## Task
From the article on women in the Nebraska flight training class, extract the passage starting with "The girls are" and going on through "class of 20.", copying it word for word.

## Document segment
------------
To prepare for meteorological work she is majoring in mathematics and science. Slight and curly-haired, she likes aeronautics, and hopes this training will be of use in career.

In fairness to the men in the class, they've been doing very nicely, too. But the prowess of the gals has put the stronger sex in the shade. However the group of 40 was hand-picked for physical condition and intelligence and all will do the University of Nebraska proud.

One instructor believes the girls may have a slight edge, at that. He explained that women generally have a lighter touch, do not try to rassle a plane as husky lads are prone to do. Then, too, he thinks women are far more apt than men to look upon flying as a perfectly logical mode of transportation.

The girls are by no means overwhelmed by their success in the course. Jean Robinson thinks she and her companions are a little more serious about ground school classes because they realize most of the fellows in the course know a good deal about such subjects already. Hence the gals are working extra hard to make up for the trouble they caused trying to get in the course.

At any rate, the coeds are very much in earnest about their training. And it's not a fad, for all three have been genuinely interested in aeronautics for a long time.

At the University of Omaha Helen Woodson, 19, of Tecumseh, Neb., is the only girl enrolled in the class of 20.
------------
## Available data
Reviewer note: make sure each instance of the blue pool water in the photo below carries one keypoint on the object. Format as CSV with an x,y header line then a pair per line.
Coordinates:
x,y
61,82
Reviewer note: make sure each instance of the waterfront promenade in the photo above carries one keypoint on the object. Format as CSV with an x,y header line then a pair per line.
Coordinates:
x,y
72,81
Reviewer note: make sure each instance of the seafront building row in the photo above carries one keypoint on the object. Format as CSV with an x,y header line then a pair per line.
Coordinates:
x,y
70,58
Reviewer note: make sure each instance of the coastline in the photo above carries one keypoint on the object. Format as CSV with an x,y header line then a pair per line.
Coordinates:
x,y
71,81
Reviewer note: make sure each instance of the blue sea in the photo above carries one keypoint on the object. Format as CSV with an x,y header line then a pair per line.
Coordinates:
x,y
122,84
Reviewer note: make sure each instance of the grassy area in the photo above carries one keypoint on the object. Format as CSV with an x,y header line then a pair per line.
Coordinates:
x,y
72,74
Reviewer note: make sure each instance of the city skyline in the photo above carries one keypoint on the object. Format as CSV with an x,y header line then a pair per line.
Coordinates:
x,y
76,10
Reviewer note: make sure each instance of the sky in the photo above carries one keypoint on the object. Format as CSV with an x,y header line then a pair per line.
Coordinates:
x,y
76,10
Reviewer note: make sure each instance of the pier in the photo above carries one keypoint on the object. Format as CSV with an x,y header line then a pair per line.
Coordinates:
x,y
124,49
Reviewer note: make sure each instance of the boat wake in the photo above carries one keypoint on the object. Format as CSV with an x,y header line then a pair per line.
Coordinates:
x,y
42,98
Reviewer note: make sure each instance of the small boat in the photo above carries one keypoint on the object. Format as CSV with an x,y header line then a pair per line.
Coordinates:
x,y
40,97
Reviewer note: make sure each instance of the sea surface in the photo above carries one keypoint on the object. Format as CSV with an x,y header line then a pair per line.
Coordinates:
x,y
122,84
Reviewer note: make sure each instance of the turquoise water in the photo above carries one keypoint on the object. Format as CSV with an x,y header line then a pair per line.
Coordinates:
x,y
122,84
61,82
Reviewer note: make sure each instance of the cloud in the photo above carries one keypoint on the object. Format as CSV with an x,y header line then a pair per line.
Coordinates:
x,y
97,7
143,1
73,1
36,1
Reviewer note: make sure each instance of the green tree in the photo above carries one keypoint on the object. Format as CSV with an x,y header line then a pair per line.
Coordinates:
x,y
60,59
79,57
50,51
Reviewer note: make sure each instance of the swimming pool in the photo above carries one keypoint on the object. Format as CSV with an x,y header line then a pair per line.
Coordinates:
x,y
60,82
------------
## Answer to the problem
The girls are by no means overwhelmed by their success in the course. Jean Robinson thinks she and her companions are a little more serious about ground school classes because they realize most of the fellows in the course know a good deal about such subjects already. Hence the gals are working extra hard to make up for the trouble they caused trying to get in the course.

At any rate, the coeds are very much in earnest about their training. And it's not a fad, for all three have been genuinely interested in aeronautics for a long time.

At the University of Omaha Helen Woodson, 19, of Tecumseh, Neb., is the only girl enrolled in the class of 20.